Feelings of rejection may be one of the most common impacts for any person who was adopted. Today’s story breaks my heart . . .
It’s never going to stop. These feelings of rejection are going to be part of my life forever. I have worked so hard in therapy these past 5 years to learn all the coping skills and most of the time they have worked.
Today, not so much. I am sitting here with tears running down my face for the stupidest reasons. The irrational thoughts of rejection in my head triggered by conversations that anyone else would consider completely normal, logical and with no ill intent. I can type that, I can say it out loud, but my brain cannot stop these feelings of being rejected. It’s a freight train out of control.
This is the life adoption created for me and no amount of therapy or positive reunion or being the administer of a group that allows me to speak freely is going to change the fact that a simple statement telling me not to come to my adoptive brother’s on Christmas Eve in the middle of Covid but learning that all my nieces and nephews and my adoptive mother will be there, set’s off a chain reaction of feeling personal rejection.

......

- **Problems to work on**
**1.** Translate this sentence from the post about adoption and feelings of rejection into Spanish: "I have worked so hard in therapy these past 5 years to learn all the coping skills and most of the time they have worked."
**2.** Write the next part of the post about adoption and feelings of rejection, picking up after its last sentence.

(Point-per-instance localization data)
......

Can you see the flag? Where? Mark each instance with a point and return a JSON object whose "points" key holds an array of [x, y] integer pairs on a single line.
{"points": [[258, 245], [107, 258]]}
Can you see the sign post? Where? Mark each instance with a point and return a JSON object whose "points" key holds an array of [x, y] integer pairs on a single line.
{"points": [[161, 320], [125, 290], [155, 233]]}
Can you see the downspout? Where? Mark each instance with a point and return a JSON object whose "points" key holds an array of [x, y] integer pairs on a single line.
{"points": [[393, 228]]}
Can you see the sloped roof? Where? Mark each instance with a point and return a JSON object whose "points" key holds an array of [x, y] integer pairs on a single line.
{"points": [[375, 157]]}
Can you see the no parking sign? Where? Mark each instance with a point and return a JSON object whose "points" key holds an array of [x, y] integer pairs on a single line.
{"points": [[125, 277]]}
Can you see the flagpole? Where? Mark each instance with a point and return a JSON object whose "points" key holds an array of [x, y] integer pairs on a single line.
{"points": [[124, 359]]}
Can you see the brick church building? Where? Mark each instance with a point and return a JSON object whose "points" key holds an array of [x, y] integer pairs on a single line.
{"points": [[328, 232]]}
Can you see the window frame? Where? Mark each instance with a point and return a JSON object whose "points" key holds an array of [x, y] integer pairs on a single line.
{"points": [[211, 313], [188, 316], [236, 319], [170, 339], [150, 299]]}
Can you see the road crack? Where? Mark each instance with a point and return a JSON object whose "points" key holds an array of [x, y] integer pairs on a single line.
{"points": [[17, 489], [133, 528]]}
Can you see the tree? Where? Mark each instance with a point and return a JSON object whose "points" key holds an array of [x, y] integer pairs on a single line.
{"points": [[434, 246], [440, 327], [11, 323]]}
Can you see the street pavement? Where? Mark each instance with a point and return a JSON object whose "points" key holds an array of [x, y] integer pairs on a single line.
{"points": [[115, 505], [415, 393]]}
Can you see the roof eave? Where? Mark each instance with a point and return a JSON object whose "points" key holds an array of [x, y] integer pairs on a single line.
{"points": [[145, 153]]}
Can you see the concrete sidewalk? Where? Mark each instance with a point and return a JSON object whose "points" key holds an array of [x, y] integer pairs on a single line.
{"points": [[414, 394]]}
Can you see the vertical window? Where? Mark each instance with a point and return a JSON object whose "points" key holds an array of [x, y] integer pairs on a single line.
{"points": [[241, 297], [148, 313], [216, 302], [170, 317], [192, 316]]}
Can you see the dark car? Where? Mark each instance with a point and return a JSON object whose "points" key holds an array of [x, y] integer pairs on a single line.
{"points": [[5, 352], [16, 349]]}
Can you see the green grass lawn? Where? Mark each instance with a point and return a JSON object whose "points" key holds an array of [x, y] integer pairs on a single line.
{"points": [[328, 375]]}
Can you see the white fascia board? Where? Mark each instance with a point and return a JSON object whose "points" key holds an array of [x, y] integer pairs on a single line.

......

- **Your written answers**
**1.** He trabajado muchísimo en terapia estos últimos 5 años para aprender todas las habilidades de afrontamiento y la mayoría de las veces han funcionado.

**2.**
We are in a pandemic, my adoptive mom goes there weekly anyway, my nieces and nephews are their children. It makes logical sense they would/could be there. Yet the second my adoptive mom told me she was going there and I told her we were not asked to come, I instantly had to put on my sunglasses and hide my eyes. Hide the tears that were forming quickly.
I desperately want to avoid being irrational, but the chain reaction starts. My husband’s phone dings and I wonder who is texting him. I have no reason to be concerned, yet I can’t help it in this moment. My adoptive mom mentions my out of state niece sent a big batch of cookies to my adoptive brother. I sit and wonder why him and not me.
Cookies…..text messages…..keeping distance during a pandemic…..anyone would consider all that innocuous. I should too. There are real issues going on in this world. There are people that don’t have family, there are people that are struggling. I try hard to get it in check, to move past it. Then I walk my adoptive mom to the door and she says “Don’t worry so much about things. You worry too much” and the tears start up again.
I’ve been told this all my life and I want to scream back at her and say do you think I WANT to be like this? To let these inconsequential things set me off at 55 years old, stupid shit that should be irrelevant? I don’t, because in this moment, my brain cannot make my mouth do that. The risk is too great. I just weakly smile and walk away.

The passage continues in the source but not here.